# Exercise passage
━━━━━━━━

The Hunger Games opened to explosive box office numbers over the weekend. Both fans of the novel and newcomers to the story rushed to theaters to see the much-hyped blockbuster, medications which was praised by movie critics – including our positive official review and moviegoers alike.
With such a strong cast and so many wonderful characters, we decided to create a list of the 10 best characters in the story. As a fan of both the movie and the book by Suzanne Collins, I used both as references. And although there are many differences between the two, the movie did a solid job showing the main characters and even adding depth to a few of the?supporting ones, including a few who made this list.
10. ) Rue
Rue is a young but agile fighter from District 11 who is chosen to participate in the hunger games. A small but inventive youngster, she’s intrigued by Katniss in the training sessions and eventually forms an alliance with her in the games. Collins writes, “She has bright, dark eyes and satiny brown skin and stands tilted up on her toes with her arms slightly extended to her sides, as if ready to take wing at the slightest sound. It’s impossible not to think of a bird.”
In the film, she’s played by Amandla Stenberg (Columbiana), who shows both the strength and the vulnerability in a character forced to fight a group of teens who are older and much bigger than she is. Although her role in the book is much better described than in the film, this character helps show that the Capitol doesn’t care who is being hurt in the games. They just want to be entertained.
9.) President Snow
President Snow is a minor character in the book but he is described as he watches the new tributes arrive in the City Circle of the Capitol. Collins writes, “The president, a small, thin man with paper-white hair, gives the official welcome from a balcony above us.” He is the powerful and unrelenting leader of a nation that is divided between the haves and the have-nots.

━━━━━━━━

# Supplied data
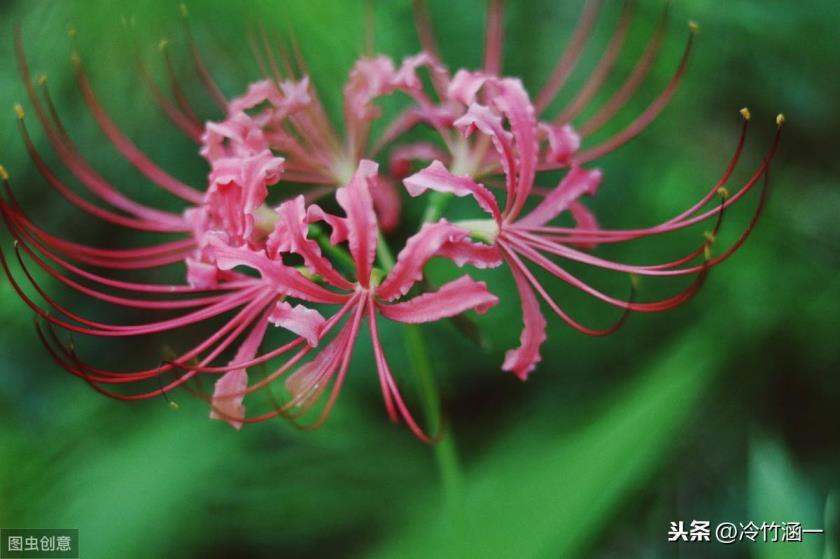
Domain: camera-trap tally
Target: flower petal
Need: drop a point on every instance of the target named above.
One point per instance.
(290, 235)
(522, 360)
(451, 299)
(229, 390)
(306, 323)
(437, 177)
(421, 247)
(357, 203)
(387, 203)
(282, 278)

━━━━━━━━

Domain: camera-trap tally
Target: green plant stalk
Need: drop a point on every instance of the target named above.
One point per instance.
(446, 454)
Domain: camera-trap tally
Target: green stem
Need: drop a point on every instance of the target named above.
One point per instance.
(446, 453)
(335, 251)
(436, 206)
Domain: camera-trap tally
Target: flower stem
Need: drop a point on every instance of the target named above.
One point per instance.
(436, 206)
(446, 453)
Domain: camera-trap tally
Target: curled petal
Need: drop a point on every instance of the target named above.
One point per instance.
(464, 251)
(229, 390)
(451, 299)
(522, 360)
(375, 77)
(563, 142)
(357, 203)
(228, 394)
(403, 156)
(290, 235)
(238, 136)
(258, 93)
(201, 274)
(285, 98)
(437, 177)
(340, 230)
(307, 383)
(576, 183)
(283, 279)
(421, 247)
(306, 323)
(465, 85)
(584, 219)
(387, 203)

━━━━━━━━

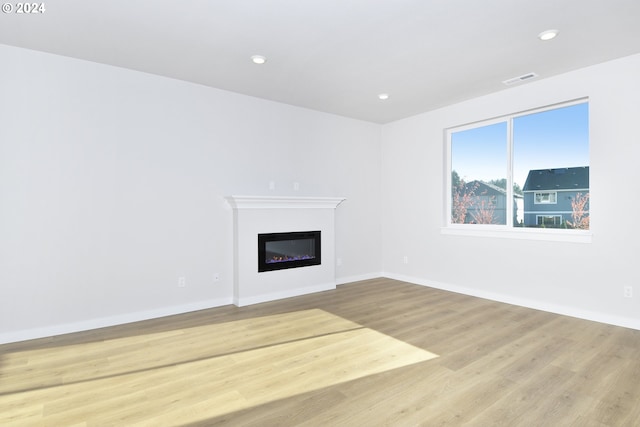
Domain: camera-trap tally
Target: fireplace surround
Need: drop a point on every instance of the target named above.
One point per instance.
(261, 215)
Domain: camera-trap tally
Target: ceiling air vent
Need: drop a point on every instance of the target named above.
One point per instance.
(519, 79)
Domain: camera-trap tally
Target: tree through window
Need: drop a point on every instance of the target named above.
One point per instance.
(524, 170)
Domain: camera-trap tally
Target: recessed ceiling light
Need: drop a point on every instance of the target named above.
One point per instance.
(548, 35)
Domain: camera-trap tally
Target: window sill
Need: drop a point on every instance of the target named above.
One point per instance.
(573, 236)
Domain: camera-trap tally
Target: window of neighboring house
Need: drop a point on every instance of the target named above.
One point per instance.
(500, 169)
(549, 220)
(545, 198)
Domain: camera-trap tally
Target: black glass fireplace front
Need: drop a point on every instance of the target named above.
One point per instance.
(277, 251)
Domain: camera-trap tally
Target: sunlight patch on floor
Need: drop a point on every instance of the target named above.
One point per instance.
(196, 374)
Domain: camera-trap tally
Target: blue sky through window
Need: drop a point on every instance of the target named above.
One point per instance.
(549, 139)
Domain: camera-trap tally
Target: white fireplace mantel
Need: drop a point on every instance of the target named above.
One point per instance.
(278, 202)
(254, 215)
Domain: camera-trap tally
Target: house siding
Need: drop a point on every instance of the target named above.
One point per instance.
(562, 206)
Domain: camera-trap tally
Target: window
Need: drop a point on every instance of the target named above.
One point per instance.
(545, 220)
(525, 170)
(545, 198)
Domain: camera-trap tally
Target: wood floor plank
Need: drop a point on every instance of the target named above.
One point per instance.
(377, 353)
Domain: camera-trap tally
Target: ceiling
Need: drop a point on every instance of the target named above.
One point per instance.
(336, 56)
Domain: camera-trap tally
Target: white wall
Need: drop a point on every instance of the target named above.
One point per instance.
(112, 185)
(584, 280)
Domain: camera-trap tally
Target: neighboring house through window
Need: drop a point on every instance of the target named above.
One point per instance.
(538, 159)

━━━━━━━━

# Activity
Resume the article ranking the best characters in The Hunger Games, starting right after its final sentence.

# Task result
In the movie, Donald Sutherland plays the president as a leader who believes that he has an omnipotent power over his people. He is featured much more in the movie, where he is shown having great control over the games and knowing how important they are in maintaining his dominance over his subjects.
8.) Peeta Mellark
“Medium height, stocky build, ashy blond hair that falls in waves over his forehead” is how Collins describes Peeta in the novel, after he is chosen to serve as the second tribute from District 12. Although Katniss and Peeta have a history together, the two are not friends before the games begin and Katniss is hesitant about trusting him, knowing that the two will have to eventually face-off.
Played by Josh Hutcherson in the movie, the character of Peeta is a tricky one to figure out. Some could argue that his pronouncement of love for the heroine is a strategy designed to propel him further in the games, while others likely see him as an innocent and naive baker’s son who simply wants to declare his fondness for Katniss before it’s too late. Either way, he’s one of the best characters in the story…but was admittedly under-served in the film.
7.) Claudius Templesmith
Very little is made of Claudius Templesmith in the original novel, but he is recognized as a prominent hunger games announcer. Katniss hears him as the games begin. As Collins writes, “I hear the legendary announcer, Claudius Templesmith, as his voice booms all around me. ‘Ladies and gentlemen, let the Seventy-fourth Hunger Games begin!‘”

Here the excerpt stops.